§ **Excerpts of bounding box data**
>>>
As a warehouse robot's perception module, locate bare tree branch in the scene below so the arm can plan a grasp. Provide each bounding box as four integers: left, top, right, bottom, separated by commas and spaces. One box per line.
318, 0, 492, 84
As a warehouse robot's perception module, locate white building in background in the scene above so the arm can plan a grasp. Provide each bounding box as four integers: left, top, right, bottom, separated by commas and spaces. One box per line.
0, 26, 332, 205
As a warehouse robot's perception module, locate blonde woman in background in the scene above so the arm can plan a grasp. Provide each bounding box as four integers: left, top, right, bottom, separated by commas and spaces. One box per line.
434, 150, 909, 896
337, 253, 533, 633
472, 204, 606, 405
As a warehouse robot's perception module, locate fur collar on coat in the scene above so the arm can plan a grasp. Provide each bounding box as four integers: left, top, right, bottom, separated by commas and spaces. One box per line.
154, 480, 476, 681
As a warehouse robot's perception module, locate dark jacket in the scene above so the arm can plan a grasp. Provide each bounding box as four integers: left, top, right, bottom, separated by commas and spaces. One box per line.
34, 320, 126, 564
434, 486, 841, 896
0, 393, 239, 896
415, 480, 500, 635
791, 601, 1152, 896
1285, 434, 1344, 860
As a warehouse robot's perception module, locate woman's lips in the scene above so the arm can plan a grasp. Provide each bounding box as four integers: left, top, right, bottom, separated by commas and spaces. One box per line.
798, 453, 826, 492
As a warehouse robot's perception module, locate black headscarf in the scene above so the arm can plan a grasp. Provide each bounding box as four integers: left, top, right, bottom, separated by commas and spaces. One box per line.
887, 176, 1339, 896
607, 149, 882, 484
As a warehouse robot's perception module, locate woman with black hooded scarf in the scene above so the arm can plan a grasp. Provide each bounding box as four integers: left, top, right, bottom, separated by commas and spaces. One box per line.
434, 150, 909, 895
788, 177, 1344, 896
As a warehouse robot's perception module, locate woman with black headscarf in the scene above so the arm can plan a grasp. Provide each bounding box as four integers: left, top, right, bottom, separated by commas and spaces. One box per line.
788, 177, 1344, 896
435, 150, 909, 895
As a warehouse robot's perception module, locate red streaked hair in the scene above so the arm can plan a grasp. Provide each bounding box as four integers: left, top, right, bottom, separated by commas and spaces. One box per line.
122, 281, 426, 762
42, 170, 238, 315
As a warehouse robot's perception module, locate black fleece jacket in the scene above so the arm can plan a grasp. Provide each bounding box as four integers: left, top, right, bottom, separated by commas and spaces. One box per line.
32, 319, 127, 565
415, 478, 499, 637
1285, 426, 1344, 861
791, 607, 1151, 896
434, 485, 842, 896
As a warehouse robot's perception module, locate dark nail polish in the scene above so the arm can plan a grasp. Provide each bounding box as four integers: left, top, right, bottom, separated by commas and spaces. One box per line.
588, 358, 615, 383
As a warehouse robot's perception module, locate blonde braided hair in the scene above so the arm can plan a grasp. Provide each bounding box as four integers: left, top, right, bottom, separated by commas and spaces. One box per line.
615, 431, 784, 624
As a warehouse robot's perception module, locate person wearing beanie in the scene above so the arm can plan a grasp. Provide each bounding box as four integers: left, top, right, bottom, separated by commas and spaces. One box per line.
<<<
§ **The problem**
Give the rows again from the line containing "As a warehouse robot's perception module, locate black headscarf" through the line containing "435, 150, 909, 895", substituting "navy headscarf" for each "black headscarf" and changing nothing else.

§ **Exercise answer**
As a warehouse robot's perception module, locate navy headscarf in the scene above so the arm can plan a grasp. Provide each bounding box as four integers: left, top, right, bottom, separated by commas and spaces. One box per line.
887, 176, 1339, 896
607, 149, 882, 484
As a warehouse robot's perception module, locate woman with black hooded scarf in the scene above so the arm can plan a grasp. Provide each bounding box as four integers: left, top, right, bottom, separated by commas and spaces. One box per line.
434, 150, 909, 895
788, 177, 1344, 896
As a warehouse robot's perception module, locate woman with navy headscarf in the scene above so the arm can plan a grasp. Provide each bounding box as four integers: left, top, right, bottom, separated by commas and spaces. One box per line.
788, 177, 1344, 896
435, 150, 909, 895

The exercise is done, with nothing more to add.